### Podany tekst:
____________

10. Naśladowanie głosów różnych zwierząt, poprzez śpiewanie od cichego do głośnego i na odwrót: KO KO KO….. MU MU MU…. PI PI PI…… itp.
11. Naśladowanie śmiechu: HA HA HA…. HI HI HI…. HE HE HE……
12. Śpiewanie tekstu: “Słonko wschodzi coraz wyżej, a zachodzi coraz niżej” z wykonywaniem ruchów rąk, nóg itp. lub trzymaniem się za ręce w pozycji siedzącej i podnoszeniem się w górę z wyciąganiem rąk do góry.
kaliopeNadesłane przez: kaliope dnia 25-02-2010 18:06
Oto zestaw wierszyków dla dzieci, które służą stymulowaniu prawidłowej wymowy niektórych głosek. Wierszyki te zaczerpnęłam z książki Doroty Krupy "Rymowanki-utrwalanki", którą gorąco polecam.
RYMOWANKI – UTRWALANKI – zabawne wierszyki dla dzieci.
„Szara myszka”
Szara myszka w szafie mieszka,
a na imię ma Agnieszka.

____________

### Przekazany materiał:

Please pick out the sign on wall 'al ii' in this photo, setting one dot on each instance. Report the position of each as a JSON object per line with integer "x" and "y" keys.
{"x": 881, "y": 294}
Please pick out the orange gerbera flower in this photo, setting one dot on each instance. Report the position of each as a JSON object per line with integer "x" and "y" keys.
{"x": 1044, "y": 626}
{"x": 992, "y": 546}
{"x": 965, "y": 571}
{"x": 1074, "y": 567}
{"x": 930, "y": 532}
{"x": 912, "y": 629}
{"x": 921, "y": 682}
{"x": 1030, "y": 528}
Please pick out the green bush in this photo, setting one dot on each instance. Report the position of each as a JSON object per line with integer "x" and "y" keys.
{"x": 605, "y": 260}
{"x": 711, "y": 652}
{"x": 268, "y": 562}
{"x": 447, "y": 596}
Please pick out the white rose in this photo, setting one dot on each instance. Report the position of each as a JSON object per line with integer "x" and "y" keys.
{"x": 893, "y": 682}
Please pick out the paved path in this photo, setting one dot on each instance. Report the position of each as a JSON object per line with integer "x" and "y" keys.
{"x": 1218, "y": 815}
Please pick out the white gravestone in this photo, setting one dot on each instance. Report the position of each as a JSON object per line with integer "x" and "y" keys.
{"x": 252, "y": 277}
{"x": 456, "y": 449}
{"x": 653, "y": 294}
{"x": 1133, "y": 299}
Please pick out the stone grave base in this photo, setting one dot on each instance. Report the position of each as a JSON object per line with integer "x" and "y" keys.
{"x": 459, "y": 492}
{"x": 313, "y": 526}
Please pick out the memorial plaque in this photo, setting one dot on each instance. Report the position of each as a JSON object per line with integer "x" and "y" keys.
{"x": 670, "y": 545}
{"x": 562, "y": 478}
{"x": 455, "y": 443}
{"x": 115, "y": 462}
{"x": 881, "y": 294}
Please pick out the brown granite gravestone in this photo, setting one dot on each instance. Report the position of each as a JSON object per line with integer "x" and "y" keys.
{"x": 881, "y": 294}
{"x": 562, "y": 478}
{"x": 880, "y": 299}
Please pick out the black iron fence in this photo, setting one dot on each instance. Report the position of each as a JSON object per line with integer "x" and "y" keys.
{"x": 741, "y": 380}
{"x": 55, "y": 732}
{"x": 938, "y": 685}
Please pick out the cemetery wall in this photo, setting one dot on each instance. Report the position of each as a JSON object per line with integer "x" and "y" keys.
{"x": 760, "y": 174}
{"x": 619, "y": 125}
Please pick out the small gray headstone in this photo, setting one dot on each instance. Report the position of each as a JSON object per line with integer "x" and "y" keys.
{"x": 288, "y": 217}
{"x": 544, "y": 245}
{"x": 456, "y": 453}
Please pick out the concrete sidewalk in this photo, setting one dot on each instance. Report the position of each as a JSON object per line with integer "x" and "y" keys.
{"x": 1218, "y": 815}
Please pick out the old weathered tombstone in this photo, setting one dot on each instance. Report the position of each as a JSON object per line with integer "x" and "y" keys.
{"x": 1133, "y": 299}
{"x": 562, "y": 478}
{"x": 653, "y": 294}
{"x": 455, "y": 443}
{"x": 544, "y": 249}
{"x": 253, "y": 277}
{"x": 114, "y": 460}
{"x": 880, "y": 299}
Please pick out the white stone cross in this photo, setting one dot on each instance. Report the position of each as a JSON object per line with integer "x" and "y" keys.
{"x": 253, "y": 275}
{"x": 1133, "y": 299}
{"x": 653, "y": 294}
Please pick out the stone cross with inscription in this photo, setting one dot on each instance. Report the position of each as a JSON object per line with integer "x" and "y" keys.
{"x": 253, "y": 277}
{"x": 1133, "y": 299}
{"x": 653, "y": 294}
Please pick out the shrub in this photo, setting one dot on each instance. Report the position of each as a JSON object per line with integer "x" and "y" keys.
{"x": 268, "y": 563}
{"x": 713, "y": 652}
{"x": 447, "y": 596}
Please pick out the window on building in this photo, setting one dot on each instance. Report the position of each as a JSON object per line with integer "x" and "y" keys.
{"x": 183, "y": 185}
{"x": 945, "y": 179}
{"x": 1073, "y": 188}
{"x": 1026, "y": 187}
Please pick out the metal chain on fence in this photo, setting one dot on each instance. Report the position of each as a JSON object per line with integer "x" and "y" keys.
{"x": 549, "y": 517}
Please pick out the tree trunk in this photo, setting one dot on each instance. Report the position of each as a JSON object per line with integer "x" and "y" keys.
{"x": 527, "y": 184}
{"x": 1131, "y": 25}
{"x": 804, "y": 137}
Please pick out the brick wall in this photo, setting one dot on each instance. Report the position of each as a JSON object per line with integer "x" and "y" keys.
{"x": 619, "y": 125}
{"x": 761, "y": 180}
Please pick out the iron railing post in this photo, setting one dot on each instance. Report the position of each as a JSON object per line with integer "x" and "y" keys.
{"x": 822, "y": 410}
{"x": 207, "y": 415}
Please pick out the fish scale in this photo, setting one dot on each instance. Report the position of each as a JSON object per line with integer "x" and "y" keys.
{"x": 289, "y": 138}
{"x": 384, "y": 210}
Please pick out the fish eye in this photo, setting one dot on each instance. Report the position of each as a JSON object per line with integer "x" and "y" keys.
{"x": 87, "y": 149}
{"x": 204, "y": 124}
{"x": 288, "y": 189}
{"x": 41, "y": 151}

____________

### Do zrobienia:
1. Przepisz fragment tekstu o ćwiczeniach i wierszykach dla dzieci, zaczynając od "10. Naśladowanie głosów" i kończąc na "którą gorąco polecam.". Zastąp przy tym "rąk" słowem "ramion".
2. Podejmij tekst o ćwiczeniach i wierszykach dla dzieci w miejscu, w którym się urywa, i dopisz jego dalszy ciąg.

### Wyniki zadań:
1.
10. Naśladowanie głosów różnych zwierząt, poprzez śpiewanie od cichego do głośnego i na odwrót: KO KO KO….. MU MU MU…. PI PI PI…… itp.
11. Naśladowanie śmiechu: HA HA HA…. HI HI HI…. HE HE HE……
12. Śpiewanie tekstu: “Słonko wschodzi coraz wyżej, a zachodzi coraz niżej” z wykonywaniem ruchów ramion, nóg itp. lub trzymaniem się za ręce w pozycji siedzącej i podnoszeniem się w górę z wyciąganiem ramion do góry.
kaliopeNadesłane przez: kaliope dnia 25-02-2010 18:06
Oto zestaw wierszyków dla dzieci, które służą stymulowaniu prawidłowej wymowy niektórych głosek. Wierszyki te zaczerpnęłam z książki Doroty Krupy "Rymowanki-utrwalanki", którą gorąco polecam.

2.
Ma w szufladzie trzy koszule,
kapelusze, szelki, sznurek.
Grywa w szachy, pisze wiersze,
tuszem robi szlaczki pierwsze.
chętnie szynkę je i groszek,
kaszę, gulasz, gruszek koszyk.
„Czary – mary”
Czapla czarną ma czuprynę,
kaczka wpadła w pajęczynę.
Puchacz włożył rękawiczki,
pączki wpadły do doniczki.
Kaczor loczki ma czerwone,
cztery rączki i ogonek.
Biegacz wpadł na metę czwarty.
Kto tu robi takie żarty?
To królewicz January.
On uczynił takie czary.
Czarodziejską ma pałeczkę
i namieszał tu troszeczkę.
„Żaba i żuk”
Duża żaba nad kałużą
napotkała żuka.
Żuk na nóżki buty włożył
i butkami stuka.
Żółte butki, żółty szalik
i żółty kapelusz.
Pyta żaba:
-„Dokąd bieżysz, mój ty przyjacielu?”
- Idę żabko na przyjęcie
do pana bociana.
Będzie żuraw, żółw i jeżyk.
Chodź i ty kochana.
„Placek Jacka”
Oto mały Jacek, co wypiekał placek.
Placek owocowy, z lukrem cytrynowym.
Słodki i pachnący, pulchny i gorący.
Placek dla Celiny, Wacka i Lucyny.
„Cyrk”
Na rynku piękne przedstawienie,
występuje cyrk na scenie.
Podskakuje klaun niebieski,
biegną tresowane pieski.
Kozy, zebry oraz słonie,
pajacowi dzwoni dzwonek.
Baletnica zerka z liny
i zabawne stroi miny.
Magik mocno laską trąca
i z cylindra ma zająca.
Oj, udana to zabawa!
Dla artystów wielkie brawa.
„Co kto lubi?”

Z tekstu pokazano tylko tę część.